Prompt:
Starting at the line containing "trousers shown in this photo, matching this sample?" and ending at the line containing "point(809, 805)", write that data out again with "gray" swapped for "charcoal" and nothing else changed.

Task data:
■ ■ ■
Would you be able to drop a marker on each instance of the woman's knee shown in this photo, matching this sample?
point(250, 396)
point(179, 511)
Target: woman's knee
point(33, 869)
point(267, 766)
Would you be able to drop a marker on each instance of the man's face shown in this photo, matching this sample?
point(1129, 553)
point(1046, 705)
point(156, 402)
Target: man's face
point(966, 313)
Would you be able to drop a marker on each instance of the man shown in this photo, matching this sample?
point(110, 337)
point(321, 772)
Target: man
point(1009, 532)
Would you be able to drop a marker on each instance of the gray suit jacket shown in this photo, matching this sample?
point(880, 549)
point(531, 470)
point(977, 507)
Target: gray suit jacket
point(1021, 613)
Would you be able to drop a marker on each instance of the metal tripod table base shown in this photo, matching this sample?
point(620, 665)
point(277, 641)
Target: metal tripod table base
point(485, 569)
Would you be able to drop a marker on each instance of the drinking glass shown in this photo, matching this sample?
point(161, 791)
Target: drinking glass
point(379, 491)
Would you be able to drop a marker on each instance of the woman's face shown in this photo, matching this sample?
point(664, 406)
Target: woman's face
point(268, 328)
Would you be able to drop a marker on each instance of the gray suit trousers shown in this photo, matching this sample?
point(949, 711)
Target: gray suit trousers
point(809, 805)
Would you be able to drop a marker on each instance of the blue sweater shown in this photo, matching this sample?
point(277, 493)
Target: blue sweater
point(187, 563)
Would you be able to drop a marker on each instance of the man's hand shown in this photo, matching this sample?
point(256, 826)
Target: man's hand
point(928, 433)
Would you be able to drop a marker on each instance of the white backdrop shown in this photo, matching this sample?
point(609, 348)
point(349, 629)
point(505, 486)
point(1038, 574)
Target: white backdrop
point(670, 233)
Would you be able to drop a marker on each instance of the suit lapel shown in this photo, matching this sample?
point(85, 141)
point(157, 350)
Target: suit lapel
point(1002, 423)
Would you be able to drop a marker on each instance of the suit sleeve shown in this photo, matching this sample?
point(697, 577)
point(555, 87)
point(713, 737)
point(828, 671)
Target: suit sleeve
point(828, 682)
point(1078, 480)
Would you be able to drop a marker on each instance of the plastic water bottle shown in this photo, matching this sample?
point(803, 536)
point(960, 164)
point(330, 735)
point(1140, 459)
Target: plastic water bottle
■ ■ ■
Correct result:
Would you be able to drop a marker on each instance of the charcoal suit trousers shown in this photo, matching this sample?
point(949, 711)
Target: charcoal suit trousers
point(809, 805)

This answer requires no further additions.